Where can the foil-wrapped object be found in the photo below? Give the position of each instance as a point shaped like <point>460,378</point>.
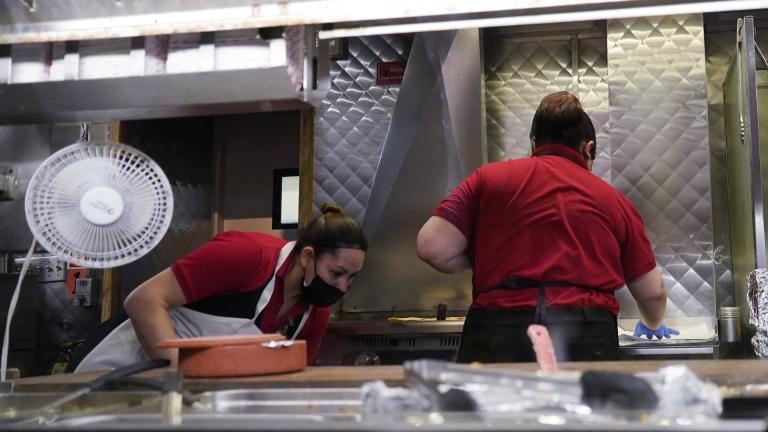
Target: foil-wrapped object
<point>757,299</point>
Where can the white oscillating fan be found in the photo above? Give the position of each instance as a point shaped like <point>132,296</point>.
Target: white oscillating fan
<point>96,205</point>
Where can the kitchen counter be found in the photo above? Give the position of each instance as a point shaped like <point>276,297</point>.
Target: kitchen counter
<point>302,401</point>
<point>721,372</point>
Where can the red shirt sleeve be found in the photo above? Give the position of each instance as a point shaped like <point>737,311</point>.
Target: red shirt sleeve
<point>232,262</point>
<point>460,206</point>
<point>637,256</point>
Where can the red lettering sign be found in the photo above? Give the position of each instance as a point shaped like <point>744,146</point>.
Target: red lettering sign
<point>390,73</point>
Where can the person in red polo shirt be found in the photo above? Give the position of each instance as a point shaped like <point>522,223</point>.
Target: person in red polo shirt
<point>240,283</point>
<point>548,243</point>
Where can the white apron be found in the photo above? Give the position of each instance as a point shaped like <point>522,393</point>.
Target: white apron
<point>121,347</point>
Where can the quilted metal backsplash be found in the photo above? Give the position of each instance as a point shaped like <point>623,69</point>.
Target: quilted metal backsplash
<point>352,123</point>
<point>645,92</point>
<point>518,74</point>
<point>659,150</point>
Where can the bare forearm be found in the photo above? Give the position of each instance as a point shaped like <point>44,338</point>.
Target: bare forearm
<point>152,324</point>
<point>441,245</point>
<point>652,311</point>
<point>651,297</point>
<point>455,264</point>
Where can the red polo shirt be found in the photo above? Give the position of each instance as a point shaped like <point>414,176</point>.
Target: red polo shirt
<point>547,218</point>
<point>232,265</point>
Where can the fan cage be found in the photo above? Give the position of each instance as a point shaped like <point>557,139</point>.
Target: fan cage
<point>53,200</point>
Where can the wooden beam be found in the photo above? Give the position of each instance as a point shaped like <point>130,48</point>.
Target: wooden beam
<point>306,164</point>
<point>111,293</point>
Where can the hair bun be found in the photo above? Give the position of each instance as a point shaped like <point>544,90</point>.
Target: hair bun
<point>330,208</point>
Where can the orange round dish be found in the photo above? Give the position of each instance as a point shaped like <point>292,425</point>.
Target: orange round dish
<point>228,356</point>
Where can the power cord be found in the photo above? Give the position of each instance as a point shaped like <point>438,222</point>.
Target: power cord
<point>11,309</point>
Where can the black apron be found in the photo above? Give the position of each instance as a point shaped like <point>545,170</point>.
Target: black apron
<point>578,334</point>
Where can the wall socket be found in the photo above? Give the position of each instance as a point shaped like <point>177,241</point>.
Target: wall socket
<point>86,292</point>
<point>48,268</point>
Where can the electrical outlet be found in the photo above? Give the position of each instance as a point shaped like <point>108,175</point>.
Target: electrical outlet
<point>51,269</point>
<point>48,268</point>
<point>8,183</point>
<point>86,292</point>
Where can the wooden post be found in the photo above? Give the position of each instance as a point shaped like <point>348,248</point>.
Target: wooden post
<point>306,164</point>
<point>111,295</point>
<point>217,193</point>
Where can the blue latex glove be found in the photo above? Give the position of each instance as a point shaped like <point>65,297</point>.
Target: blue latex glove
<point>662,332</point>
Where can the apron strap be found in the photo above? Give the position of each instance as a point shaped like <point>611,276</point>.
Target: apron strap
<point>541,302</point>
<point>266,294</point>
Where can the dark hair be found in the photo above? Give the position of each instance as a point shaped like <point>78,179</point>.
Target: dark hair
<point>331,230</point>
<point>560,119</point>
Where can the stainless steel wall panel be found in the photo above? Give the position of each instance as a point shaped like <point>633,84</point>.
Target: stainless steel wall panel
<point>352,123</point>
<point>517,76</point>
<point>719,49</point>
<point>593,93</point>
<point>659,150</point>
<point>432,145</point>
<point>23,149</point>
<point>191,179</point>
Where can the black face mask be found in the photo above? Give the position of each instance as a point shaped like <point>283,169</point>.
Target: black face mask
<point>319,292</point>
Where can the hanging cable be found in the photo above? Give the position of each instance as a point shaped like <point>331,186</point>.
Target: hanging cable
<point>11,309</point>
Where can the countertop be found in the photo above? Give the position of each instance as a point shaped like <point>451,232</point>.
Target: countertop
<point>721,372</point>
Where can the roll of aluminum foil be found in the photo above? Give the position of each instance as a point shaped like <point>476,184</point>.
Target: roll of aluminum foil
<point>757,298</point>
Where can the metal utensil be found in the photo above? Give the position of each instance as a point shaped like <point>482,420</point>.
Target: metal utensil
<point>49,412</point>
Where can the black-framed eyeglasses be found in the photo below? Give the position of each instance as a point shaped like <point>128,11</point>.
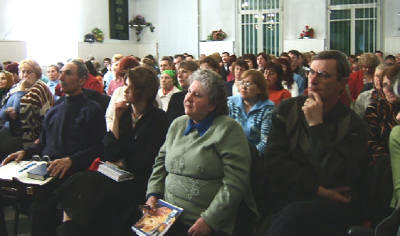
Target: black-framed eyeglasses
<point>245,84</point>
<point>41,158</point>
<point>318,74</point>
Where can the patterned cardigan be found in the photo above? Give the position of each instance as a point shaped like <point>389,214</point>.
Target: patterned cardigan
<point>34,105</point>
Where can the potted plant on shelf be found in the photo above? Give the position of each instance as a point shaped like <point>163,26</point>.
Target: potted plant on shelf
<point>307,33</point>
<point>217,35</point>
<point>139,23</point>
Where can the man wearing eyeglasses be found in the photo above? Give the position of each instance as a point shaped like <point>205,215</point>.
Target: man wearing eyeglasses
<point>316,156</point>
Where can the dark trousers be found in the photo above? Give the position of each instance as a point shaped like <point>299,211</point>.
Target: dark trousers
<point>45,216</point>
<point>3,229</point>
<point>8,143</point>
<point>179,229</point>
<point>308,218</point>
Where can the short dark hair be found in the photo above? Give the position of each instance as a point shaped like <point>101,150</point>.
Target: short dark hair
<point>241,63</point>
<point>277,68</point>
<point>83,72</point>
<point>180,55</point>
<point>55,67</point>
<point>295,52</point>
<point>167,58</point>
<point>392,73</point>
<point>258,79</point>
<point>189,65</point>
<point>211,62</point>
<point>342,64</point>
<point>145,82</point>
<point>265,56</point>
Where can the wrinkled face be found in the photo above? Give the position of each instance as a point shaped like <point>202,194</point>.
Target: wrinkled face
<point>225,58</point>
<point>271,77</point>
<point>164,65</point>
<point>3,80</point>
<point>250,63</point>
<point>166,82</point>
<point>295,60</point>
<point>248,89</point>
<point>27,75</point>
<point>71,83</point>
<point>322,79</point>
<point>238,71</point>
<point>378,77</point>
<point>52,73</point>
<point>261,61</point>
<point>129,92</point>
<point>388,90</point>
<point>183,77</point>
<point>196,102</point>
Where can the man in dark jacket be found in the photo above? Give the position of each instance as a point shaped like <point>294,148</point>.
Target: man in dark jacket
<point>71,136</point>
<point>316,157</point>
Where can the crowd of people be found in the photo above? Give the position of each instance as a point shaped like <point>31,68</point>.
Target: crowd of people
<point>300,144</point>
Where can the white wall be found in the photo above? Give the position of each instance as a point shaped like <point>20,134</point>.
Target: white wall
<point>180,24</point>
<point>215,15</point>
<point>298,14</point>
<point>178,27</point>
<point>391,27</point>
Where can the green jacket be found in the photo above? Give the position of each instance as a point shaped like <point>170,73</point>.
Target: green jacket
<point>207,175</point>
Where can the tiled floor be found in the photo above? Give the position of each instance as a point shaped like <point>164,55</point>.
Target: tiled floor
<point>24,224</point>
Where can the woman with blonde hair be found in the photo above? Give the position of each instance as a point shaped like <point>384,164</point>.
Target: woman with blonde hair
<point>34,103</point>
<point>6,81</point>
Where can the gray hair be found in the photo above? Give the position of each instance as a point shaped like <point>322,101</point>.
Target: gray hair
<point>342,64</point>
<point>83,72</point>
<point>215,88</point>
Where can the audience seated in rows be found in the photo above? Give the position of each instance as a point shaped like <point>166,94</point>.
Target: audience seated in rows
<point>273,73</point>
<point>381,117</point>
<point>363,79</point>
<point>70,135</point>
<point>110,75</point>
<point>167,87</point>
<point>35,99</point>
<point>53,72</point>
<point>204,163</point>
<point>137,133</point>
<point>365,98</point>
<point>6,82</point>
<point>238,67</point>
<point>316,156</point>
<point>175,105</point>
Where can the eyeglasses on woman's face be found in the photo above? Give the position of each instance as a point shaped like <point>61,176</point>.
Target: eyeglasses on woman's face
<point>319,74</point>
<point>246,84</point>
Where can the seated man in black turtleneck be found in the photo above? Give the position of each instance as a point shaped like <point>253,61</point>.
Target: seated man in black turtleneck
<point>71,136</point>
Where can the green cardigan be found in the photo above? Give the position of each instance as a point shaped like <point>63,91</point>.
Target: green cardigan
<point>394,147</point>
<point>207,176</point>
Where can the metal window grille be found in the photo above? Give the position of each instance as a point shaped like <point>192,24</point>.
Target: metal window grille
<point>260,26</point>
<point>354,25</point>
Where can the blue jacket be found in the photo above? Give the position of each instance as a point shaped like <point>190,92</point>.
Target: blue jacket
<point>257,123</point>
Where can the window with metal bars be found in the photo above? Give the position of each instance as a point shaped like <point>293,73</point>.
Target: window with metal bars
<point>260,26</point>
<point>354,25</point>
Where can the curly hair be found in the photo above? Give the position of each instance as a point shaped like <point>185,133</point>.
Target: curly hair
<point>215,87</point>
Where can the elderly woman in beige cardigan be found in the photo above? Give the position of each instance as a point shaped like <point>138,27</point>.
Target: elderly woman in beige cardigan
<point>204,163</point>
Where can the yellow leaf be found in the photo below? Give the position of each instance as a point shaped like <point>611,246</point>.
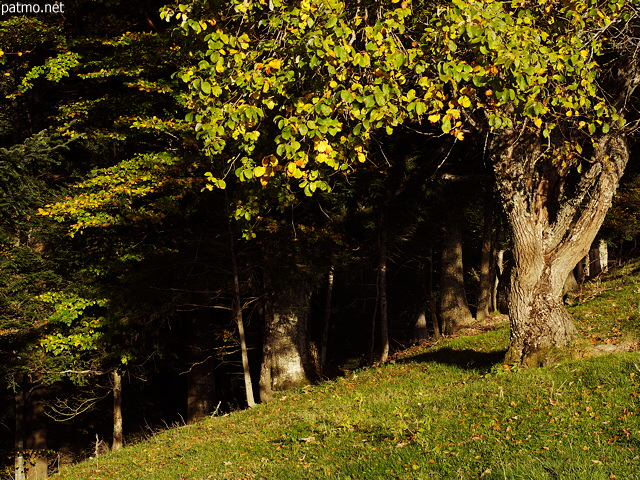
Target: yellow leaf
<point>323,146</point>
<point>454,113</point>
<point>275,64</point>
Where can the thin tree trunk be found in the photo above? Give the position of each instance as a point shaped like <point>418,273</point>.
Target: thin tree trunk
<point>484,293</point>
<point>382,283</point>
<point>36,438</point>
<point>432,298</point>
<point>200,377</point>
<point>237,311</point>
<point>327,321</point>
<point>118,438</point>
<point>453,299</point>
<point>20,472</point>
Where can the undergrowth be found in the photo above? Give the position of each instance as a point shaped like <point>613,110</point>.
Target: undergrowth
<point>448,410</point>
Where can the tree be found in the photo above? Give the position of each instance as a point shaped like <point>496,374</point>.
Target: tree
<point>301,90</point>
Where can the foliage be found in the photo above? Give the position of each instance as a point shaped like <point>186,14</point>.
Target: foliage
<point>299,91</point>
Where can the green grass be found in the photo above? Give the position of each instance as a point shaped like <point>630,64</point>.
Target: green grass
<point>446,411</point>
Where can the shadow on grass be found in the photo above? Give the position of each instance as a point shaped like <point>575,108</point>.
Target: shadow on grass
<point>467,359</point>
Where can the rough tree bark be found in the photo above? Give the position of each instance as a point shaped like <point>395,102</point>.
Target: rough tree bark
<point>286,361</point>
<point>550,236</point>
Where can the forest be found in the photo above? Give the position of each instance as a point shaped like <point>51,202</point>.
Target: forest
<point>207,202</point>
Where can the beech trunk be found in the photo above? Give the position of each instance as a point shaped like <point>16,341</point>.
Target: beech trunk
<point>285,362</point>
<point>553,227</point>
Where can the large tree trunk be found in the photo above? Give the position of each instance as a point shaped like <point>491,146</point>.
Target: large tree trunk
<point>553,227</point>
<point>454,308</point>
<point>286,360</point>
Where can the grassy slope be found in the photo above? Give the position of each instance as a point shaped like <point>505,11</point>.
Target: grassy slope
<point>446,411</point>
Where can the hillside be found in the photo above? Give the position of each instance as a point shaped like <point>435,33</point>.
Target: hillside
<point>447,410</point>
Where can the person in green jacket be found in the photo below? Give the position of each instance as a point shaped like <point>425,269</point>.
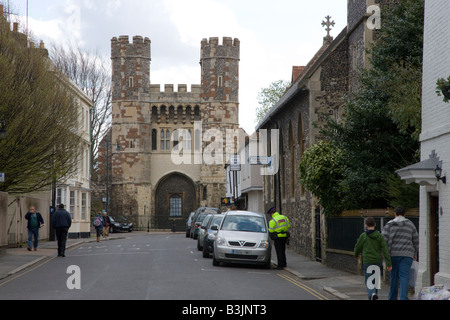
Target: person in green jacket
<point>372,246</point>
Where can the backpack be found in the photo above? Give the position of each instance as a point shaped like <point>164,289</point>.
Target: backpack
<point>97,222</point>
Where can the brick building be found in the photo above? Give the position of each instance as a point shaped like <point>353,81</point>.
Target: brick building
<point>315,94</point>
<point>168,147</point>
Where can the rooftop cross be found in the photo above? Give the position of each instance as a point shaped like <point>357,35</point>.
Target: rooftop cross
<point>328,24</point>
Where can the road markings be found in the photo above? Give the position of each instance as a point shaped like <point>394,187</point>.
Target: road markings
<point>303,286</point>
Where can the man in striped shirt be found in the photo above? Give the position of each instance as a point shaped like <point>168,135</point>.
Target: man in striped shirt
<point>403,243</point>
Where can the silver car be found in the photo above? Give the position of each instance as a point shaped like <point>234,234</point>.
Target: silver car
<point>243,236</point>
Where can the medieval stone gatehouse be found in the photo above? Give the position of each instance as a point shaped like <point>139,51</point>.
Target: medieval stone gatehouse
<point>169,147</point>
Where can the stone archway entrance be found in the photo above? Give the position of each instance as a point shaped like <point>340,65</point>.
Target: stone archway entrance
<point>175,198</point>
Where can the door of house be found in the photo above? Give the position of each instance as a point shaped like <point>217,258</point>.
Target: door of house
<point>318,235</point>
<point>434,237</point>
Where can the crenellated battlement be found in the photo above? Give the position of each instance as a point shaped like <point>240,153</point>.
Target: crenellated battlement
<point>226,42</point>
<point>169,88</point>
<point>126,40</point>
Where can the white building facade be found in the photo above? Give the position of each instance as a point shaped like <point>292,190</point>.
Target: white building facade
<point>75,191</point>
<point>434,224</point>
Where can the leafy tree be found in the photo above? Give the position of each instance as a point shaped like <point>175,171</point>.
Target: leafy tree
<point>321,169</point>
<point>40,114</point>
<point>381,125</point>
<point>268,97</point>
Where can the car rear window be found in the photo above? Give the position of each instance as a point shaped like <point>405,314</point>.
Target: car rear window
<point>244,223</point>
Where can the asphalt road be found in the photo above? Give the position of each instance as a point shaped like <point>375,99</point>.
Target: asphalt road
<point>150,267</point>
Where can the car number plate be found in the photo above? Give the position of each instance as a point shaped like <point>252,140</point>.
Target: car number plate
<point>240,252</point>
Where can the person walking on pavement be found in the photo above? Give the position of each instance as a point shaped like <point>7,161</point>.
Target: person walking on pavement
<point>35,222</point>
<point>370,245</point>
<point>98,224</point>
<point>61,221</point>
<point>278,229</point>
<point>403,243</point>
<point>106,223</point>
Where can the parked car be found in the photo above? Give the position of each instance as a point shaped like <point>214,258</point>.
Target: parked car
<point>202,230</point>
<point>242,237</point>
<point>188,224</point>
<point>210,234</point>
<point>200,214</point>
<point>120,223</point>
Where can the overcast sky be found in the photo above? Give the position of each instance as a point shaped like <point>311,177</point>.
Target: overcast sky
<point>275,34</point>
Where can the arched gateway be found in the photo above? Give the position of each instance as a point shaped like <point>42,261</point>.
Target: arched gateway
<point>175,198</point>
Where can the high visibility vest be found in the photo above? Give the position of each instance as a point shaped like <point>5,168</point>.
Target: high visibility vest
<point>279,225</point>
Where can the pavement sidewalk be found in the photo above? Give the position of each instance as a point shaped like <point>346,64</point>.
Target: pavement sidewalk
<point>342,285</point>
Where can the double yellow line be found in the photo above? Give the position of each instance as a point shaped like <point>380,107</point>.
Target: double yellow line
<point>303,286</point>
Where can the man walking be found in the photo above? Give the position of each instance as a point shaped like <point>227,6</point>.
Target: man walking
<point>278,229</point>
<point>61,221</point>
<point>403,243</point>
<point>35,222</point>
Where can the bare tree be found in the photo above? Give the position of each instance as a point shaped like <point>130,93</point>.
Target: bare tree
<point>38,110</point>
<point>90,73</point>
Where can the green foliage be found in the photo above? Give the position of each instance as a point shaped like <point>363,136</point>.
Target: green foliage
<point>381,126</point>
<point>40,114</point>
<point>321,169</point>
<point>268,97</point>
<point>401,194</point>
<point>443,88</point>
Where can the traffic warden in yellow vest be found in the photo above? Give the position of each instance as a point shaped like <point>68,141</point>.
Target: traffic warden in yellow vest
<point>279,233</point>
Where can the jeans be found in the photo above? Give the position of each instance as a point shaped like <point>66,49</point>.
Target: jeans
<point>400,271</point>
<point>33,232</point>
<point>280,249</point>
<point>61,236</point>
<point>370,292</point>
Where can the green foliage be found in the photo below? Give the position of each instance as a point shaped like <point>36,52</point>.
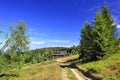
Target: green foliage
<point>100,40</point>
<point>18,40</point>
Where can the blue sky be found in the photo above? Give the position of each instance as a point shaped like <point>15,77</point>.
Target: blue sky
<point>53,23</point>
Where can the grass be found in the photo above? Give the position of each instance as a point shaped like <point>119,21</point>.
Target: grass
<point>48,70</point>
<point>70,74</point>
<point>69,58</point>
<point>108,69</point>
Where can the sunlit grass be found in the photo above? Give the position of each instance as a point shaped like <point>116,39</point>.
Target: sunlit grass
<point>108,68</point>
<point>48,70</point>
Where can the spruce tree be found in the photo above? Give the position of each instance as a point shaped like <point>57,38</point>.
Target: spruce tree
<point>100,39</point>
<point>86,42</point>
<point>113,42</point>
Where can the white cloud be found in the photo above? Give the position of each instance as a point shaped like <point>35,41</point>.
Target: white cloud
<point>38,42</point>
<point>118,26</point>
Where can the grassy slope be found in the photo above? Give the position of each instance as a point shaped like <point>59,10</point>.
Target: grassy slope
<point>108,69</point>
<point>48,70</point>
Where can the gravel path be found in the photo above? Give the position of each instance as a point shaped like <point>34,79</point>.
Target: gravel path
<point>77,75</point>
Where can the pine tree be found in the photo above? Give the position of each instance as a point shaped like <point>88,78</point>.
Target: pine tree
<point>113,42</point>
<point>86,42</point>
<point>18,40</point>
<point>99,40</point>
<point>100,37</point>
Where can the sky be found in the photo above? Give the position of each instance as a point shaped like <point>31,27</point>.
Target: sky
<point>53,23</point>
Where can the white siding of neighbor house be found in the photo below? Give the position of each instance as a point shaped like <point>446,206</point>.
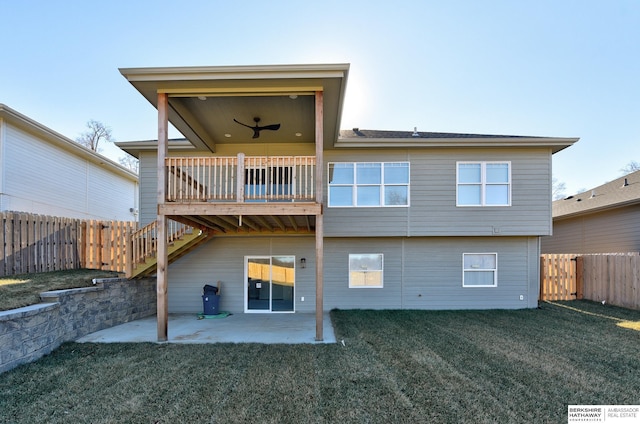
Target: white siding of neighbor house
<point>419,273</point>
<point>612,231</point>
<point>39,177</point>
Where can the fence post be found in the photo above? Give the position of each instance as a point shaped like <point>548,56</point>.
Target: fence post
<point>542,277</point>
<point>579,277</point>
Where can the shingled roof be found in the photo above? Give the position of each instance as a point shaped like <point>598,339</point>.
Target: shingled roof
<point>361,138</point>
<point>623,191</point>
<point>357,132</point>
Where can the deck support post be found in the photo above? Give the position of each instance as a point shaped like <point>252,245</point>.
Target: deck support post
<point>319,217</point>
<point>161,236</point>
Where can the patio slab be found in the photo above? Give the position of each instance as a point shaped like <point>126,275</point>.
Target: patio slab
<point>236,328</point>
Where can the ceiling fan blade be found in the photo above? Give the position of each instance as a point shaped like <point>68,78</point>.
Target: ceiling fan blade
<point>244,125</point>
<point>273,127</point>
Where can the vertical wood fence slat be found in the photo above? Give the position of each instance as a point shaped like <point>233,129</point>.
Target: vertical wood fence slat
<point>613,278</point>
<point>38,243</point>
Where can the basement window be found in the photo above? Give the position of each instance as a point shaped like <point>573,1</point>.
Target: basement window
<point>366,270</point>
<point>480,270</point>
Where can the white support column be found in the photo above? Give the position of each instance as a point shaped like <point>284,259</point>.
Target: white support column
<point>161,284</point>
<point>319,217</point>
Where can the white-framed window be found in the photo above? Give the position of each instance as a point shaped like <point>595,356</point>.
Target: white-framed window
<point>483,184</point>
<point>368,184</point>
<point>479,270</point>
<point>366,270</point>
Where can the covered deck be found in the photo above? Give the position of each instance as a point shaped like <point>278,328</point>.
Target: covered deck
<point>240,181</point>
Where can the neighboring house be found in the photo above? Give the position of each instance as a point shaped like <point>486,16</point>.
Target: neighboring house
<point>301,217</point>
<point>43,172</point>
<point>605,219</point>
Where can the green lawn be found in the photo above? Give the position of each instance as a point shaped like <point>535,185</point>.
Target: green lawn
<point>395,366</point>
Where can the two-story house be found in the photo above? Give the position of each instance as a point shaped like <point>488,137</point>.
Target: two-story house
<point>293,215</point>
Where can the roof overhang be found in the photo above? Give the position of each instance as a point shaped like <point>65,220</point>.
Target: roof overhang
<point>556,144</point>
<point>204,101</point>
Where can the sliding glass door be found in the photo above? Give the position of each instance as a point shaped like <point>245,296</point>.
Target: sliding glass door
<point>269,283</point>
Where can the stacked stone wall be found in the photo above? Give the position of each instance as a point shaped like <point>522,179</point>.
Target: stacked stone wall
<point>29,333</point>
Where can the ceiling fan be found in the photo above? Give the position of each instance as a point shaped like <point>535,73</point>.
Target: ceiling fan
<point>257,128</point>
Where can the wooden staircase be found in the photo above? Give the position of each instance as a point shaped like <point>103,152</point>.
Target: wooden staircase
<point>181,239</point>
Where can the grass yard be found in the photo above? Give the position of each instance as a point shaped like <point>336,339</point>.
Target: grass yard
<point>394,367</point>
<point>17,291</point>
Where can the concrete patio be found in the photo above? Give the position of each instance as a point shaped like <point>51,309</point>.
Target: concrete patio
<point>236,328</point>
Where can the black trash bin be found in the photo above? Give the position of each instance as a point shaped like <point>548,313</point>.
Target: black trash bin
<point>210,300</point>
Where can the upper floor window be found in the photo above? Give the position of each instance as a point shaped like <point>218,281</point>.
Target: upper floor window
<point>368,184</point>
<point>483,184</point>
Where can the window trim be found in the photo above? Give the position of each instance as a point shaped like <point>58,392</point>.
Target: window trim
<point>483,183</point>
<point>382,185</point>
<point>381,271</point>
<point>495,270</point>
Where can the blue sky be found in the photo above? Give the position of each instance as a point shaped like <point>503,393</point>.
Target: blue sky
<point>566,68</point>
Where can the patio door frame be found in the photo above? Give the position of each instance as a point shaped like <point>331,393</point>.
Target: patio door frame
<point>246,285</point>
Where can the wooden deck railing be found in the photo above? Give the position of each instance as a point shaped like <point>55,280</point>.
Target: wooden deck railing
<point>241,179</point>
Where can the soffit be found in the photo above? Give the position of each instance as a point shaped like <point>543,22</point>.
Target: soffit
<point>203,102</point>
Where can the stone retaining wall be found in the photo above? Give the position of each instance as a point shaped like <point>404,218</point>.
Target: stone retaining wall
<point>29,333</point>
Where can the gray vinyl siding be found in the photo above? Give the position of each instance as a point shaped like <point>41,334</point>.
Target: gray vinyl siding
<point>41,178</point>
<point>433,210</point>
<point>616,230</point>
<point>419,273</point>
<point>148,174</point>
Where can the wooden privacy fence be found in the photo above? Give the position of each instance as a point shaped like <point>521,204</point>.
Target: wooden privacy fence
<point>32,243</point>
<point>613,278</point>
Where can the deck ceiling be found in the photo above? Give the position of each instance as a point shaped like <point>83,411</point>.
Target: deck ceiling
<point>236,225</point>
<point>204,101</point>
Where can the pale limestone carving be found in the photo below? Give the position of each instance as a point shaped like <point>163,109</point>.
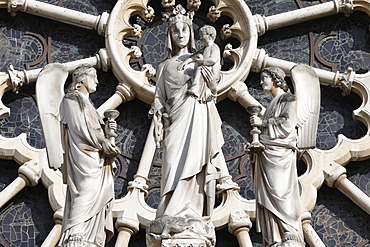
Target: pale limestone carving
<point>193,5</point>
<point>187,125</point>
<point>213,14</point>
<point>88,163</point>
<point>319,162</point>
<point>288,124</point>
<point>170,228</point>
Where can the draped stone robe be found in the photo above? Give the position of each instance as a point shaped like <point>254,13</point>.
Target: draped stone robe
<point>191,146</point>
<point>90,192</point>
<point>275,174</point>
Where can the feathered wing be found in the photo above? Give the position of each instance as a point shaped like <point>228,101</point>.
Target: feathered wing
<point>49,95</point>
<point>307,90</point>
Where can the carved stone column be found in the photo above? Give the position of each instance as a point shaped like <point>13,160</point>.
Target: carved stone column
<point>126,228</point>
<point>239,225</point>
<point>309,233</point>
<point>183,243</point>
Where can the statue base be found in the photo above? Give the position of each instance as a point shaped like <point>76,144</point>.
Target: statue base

********

### Instructions to follow:
Lay out as a Markdown table the lines from the first line above through the line that contains "<point>637,256</point>", both included, with the columns No. and Line. Number each row, leave out blank lines, and omit the pictures.

### Exercise solution:
| No. | Line |
|---|---|
| 1 | Where can the foil-wrapped object be found in the photo below? Give the position of each instance as a point shaped like <point>460,378</point>. |
| 2 | Target: foil-wrapped object |
| 3 | <point>757,299</point> |
| 4 | Where can the white oscillating fan be found in the photo above? Give the position of each instance as a point shaped like <point>132,296</point>. |
| 5 | Target: white oscillating fan |
| 6 | <point>96,205</point> |
| 7 | Where can the kitchen counter be found in the photo above? Give the position of each instance as a point shaped like <point>276,297</point>. |
| 8 | Target: kitchen counter |
| 9 | <point>302,401</point> |
| 10 | <point>721,372</point> |
| 11 | Where can the red shirt sleeve be found in the photo above? Give the position of each instance as a point shaped like <point>737,311</point>. |
| 12 | Target: red shirt sleeve |
| 13 | <point>232,262</point> |
| 14 | <point>460,206</point> |
| 15 | <point>637,256</point> |